**Task details**
Return all the entries word for word.

-- Input material follows --

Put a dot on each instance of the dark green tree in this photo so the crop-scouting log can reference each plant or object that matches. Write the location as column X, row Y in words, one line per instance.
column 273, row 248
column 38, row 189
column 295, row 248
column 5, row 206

-- Input material concluded --

**Response to the exercise**
Put a dot on each instance of the dark green tree in this photo so the crop-scouting log can reference each plant or object that matches. Write the location as column X, row Y in words, one line per instance.
column 273, row 248
column 38, row 189
column 295, row 248
column 5, row 206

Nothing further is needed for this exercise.